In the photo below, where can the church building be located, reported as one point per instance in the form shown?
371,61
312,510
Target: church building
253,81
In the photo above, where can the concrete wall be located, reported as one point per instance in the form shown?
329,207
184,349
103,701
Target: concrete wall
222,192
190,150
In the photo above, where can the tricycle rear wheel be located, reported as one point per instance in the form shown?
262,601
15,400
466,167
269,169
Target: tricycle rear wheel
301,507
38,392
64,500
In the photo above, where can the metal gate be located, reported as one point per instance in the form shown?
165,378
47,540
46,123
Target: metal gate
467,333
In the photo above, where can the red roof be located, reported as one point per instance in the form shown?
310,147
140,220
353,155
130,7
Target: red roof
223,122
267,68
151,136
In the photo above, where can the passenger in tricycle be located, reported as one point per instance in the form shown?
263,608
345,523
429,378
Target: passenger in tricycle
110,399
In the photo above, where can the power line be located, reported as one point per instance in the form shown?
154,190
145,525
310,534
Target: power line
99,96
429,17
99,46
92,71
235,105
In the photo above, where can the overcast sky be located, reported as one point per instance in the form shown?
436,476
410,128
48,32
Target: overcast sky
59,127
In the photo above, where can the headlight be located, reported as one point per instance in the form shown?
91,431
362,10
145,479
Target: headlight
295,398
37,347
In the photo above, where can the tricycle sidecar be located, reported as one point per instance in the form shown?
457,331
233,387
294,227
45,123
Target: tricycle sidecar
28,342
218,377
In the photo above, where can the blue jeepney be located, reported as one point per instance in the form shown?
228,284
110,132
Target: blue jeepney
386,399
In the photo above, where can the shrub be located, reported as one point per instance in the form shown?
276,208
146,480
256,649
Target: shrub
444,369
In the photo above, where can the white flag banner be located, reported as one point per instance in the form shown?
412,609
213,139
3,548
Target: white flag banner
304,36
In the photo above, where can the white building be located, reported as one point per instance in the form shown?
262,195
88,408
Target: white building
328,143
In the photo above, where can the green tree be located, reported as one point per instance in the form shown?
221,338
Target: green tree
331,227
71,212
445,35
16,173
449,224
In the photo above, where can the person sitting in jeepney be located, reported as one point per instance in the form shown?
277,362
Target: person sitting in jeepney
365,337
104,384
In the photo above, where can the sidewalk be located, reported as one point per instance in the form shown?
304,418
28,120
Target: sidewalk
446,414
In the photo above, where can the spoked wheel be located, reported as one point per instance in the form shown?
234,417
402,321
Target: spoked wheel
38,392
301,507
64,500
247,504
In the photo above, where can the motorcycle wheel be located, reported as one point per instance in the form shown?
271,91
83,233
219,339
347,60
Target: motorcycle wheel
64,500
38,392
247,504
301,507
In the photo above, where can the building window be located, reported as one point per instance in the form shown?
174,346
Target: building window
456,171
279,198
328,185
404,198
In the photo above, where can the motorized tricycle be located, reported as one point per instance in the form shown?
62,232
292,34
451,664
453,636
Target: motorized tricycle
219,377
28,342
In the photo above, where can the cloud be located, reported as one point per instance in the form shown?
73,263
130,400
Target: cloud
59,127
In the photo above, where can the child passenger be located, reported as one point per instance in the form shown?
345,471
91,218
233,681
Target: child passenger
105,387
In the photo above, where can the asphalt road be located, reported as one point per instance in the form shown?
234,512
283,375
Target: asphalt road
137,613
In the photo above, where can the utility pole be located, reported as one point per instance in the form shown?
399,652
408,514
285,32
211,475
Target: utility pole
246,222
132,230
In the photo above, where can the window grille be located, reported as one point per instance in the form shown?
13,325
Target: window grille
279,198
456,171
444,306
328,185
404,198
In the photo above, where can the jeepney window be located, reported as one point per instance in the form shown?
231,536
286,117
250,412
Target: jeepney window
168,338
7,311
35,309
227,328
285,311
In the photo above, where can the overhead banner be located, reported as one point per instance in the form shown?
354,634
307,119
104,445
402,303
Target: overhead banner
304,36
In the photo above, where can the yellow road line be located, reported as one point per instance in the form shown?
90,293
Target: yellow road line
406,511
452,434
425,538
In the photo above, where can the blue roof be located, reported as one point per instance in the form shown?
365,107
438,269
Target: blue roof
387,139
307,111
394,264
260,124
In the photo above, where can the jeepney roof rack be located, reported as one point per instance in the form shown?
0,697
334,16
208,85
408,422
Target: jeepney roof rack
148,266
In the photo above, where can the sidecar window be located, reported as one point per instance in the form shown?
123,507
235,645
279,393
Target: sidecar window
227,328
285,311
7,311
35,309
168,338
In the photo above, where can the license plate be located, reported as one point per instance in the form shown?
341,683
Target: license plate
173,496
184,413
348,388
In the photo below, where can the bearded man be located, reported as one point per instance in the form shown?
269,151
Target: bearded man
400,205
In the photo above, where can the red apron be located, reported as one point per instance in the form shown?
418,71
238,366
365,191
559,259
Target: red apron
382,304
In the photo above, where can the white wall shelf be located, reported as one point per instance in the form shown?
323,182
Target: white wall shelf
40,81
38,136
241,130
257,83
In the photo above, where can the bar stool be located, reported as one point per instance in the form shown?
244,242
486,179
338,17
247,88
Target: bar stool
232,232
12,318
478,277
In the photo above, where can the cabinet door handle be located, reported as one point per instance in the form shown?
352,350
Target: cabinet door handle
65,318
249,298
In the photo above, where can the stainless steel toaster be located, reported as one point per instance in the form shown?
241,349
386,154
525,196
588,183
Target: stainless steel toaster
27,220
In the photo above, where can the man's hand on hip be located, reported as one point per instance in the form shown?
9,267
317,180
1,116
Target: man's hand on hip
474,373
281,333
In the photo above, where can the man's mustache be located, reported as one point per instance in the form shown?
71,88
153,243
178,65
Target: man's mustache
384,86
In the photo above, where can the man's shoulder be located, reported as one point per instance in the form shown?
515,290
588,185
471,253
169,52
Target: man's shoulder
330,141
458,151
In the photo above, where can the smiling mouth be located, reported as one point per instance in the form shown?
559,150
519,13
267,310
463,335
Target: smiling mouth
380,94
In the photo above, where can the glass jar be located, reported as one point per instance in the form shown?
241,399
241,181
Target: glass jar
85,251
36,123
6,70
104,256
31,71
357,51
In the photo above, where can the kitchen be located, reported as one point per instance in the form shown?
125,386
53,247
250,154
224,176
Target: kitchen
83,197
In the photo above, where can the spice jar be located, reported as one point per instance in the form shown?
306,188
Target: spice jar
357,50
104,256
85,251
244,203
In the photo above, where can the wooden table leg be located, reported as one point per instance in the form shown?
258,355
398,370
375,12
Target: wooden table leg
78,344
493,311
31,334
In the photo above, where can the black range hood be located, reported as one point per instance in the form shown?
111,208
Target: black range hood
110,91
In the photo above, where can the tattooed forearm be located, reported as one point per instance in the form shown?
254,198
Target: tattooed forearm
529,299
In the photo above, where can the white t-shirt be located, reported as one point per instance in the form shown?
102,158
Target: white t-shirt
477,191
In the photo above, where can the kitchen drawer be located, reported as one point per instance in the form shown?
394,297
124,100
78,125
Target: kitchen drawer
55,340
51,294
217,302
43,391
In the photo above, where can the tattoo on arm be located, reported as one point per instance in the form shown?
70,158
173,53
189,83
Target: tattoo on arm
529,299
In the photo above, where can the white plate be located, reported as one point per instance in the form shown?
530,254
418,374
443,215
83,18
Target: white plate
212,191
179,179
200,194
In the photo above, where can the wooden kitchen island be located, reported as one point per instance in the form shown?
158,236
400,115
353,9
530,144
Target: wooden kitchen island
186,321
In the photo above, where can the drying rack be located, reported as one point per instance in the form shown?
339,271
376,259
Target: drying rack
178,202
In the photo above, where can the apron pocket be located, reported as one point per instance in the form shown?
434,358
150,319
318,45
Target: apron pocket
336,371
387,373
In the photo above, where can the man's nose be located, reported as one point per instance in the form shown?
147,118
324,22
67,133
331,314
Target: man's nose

EXERCISE OBJECTIVE:
Repeat the data above exactly.

RESPONSE FOR THIS EXERCISE:
In the photo below, where can the church building be located, reported as one point per instance in the form shown?
371,61
312,510
Target: church building
253,81
In the photo above, where can the concrete wall be located, reported as one point per instance in the form shown?
329,207
184,349
103,701
Target: concrete wall
222,192
190,150
In the photo above, where can the tricycle rear wheel be located, reported as one point per instance in the form shown?
262,601
15,400
466,167
269,169
Target: tricycle rear wheel
301,507
38,392
64,500
In the photo above, where can the metal gate be located, reported as one point per instance in the form shown?
165,378
47,540
46,123
Target: metal gate
467,333
In the photo above, where can the red roof be located, reported as one point per instance in the form shown?
310,147
140,220
353,155
130,7
Target: red roof
223,122
267,68
151,136
In the photo above, where can the passenger in tricycle be located, reported as one point per instance in the form shown?
263,608
345,523
429,378
Target: passenger in tricycle
110,399
In the photo above, where can the power line be located, reported as one point per instance in the form shown?
154,190
145,525
310,534
Target: power line
99,96
429,17
99,46
92,71
235,105
In the photo above, where can the overcast sky be located, reported as one point per instance in the form shown?
436,476
410,128
48,32
Target: overcast sky
59,127
In the photo above, where can the headlight be located, reported as one point per instance in the form shown?
91,431
362,10
145,479
Target: headlight
295,398
37,347
In the photo above, where can the tricycle sidecar be located, reported as one point per instance in the form shown?
457,331
233,387
294,227
45,123
Target: tricycle sidecar
28,342
218,377
In the photo above, where can the blue jeepney be located, reported as one point per instance in the form shown?
228,284
110,132
Target: blue jeepney
386,399
In the photo above, where can the shrub be located, reported as one point per instance in the form shown?
276,208
146,480
256,649
Target: shrub
444,369
In the photo above, where can the white flag banner be located, reported as one point per instance in the form shown?
412,609
213,139
3,548
Target: white flag banner
304,36
In the photo above, where can the white building be located, reported as one point per instance in the form shown?
262,195
88,408
Target: white building
328,143
In the photo above, where can the green tree be located, reported as one point per instance in the form shown?
221,338
Target: green tree
331,227
71,212
445,35
16,173
449,224
In the photo above, where can the person sitting in jeepney be located, reported as one point per instance in the form shown?
277,362
Target: person sitting in jeepney
365,337
104,384
In the photo above, where can the sidewalk be located, reported as one point per instance in the form shown?
304,418
28,120
Target: sidewalk
446,414
In the photo above, where can the spoked wheel be located, reported as one point per instance in the form shown?
234,417
402,321
Target: spoked wheel
38,392
301,507
64,500
247,504
In the photo above, where can the motorcycle wheel be located, reported as one point per instance in the form shown?
271,91
83,233
219,339
347,60
Target: motorcycle wheel
64,500
38,392
247,504
301,507
In the photo above, where can the building window be located, reported as one point per instance in the form shown?
174,346
Target: building window
456,171
279,198
328,185
404,198
In the photo above, where can the motorized tricycle be located, reported as one point per instance in the form shown?
62,232
292,34
451,664
453,636
Target: motorized tricycle
219,377
28,342
In the photo above, where can the cloud be located, reported as one point per instance in the form shown?
73,263
130,400
Target: cloud
59,127
In the photo above, where can the child passenger be located, reported as one point per instance in the form shown?
345,471
91,218
233,681
Target: child passenger
105,387
In the photo above, where can the asphalt road be located, reported as one point per instance in the form shown?
234,512
283,375
Target: asphalt road
137,613
In the photo above, where can the utility pole be located, reported as one point per instance in the form shown?
399,652
408,514
285,32
211,475
Target: utility pole
246,222
132,230
In the photo above, where can the window grille be located, reported as one point per instance in the form shown?
13,325
Target: window grille
279,198
456,171
444,306
328,185
404,198
In the photo above, where can the jeepney window be located, reported as one point per instance in the form shown?
231,536
286,117
250,412
Target: jeepney window
168,338
7,311
35,309
227,328
285,311
In the photo above, where can the overhead banner be located, reported as one point per instance in the form shown?
354,634
307,119
104,445
402,303
Target: overhead banner
304,36
In the photo above, where can the yellow road line be located, reported as one point per instance in the form shown?
90,293
Target: yellow road line
406,511
452,434
425,538
In the photo above, where can the blue roof be located, reported as one point per instance in the form shown?
365,107
438,269
Target: blue roof
387,139
307,111
394,264
260,124
In the photo above, where can the jeepney roof rack be located, reported as one point per instance in the form shown?
0,697
334,16
208,85
408,422
Target: jeepney roof rack
148,266
In the photo above, where can the sidecar window be located, reported as one point per instance in the form shown?
123,507
235,645
279,393
Target: sidecar window
227,328
285,311
7,311
35,309
168,338
In the photo above, where can the license plate be located, reported as one point per instance in the form shown?
341,683
Target: license plate
173,496
184,413
348,388
In the photo below, where can the bearded man be located, reported as one point per instance in the form shown?
269,151
Target: bearded man
400,205
In the photo above, where can the red apron be located, reported as one point per instance in the form shown?
418,71
238,366
365,191
559,259
Target: red apron
382,304
In the photo above, where can the white wall shelf be located, reported as one point per instance in the form shown?
323,182
Target: white wall shelf
40,81
38,136
241,130
257,83
In the photo above, where can the bar stool be located, reported as one point per instance in the form shown?
244,242
486,179
338,17
247,88
Target: bar stool
232,232
12,318
478,277
In the photo above, where can the cabinet door handle be located, reported as one point per instance in the form shown?
352,350
Target: cabinet door handle
65,318
249,298
In the photo above, where can the stainless steel toaster be located, reported as one point per instance in the form shown?
241,349
386,154
525,196
588,183
Target: stainless steel toaster
27,220
In the photo above, where can the man's hand on hip be located, reported as one point per instance in the form shown?
9,267
317,180
1,116
Target: man's hand on hip
474,373
281,333
In the photo above, where can the man's mustache be located, reported as one point per instance in the form shown?
71,88
153,243
178,65
Target: man's mustache
384,86
In the photo above, where can the man's shoulder be located, reported as one point per instance in the form shown?
515,290
588,185
471,253
169,52
Target: man's shoulder
330,141
458,151
In the photo above, where can the smiling mouth be located, reported as one point per instance in the form shown?
559,150
519,13
267,310
463,335
Target: smiling mouth
380,94
In the photo above, where can the glass jar be located, reported as one point per instance in the form shown?
241,399
241,181
Target: glass jar
85,251
36,123
6,70
104,256
31,71
357,51
In the photo above, where can the kitchen be located, reported as one point per instance in the form shown?
125,386
53,247
250,154
224,176
Target: kitchen
83,197
In the photo above, where can the spice jar be located, reported as one point per instance in the form shown?
306,188
Target: spice jar
357,50
104,256
85,251
244,203
In the photo above, where can the wooden table leg be located, reported as one point per instance in the form shown?
258,355
398,370
375,12
Target: wooden table leg
78,344
493,311
31,334
In the photo above, where can the black range hood be located, reported as one point per instance in the form shown?
111,208
Target: black range hood
110,91
In the photo above, where can the tattooed forearm be located, reported as one point per instance in the form shown?
254,198
Target: tattooed forearm
529,299
In the photo above, where can the white t-shirt be located, reported as one point per instance in the form shown?
102,158
Target: white t-shirt
477,191
In the photo above, where can the kitchen drawer be located, reported as one point per instance in the form shown?
394,297
124,100
78,125
Target: kitchen drawer
55,340
51,294
217,302
43,391
In the photo above, where can the tattoo on arm be located, reported as one point per instance in the form shown?
70,158
173,53
189,83
Target: tattoo on arm
529,299
In the photo above, where can the white plate be located, reported as one point per instance in the form shown?
530,254
418,374
443,215
83,18
Target: white plate
212,191
179,179
200,194
In the photo above, where can the wooden kitchen island be located, reported as one point per instance in the form shown?
158,236
400,115
353,9
530,144
Target: wooden kitchen island
186,321
In the photo above, where can the drying rack be located, reported as one point per instance in the form shown?
339,271
376,259
Target: drying rack
178,202
In the photo above, where can the apron pocket be located, reported as one point per instance in the form shown?
434,358
150,319
318,45
Target: apron pocket
336,371
387,373
In the photo above, where can the man's nose be located, reported as one point per instance in the form shown?
147,118
324,22
67,133
331,314
Target: man's nose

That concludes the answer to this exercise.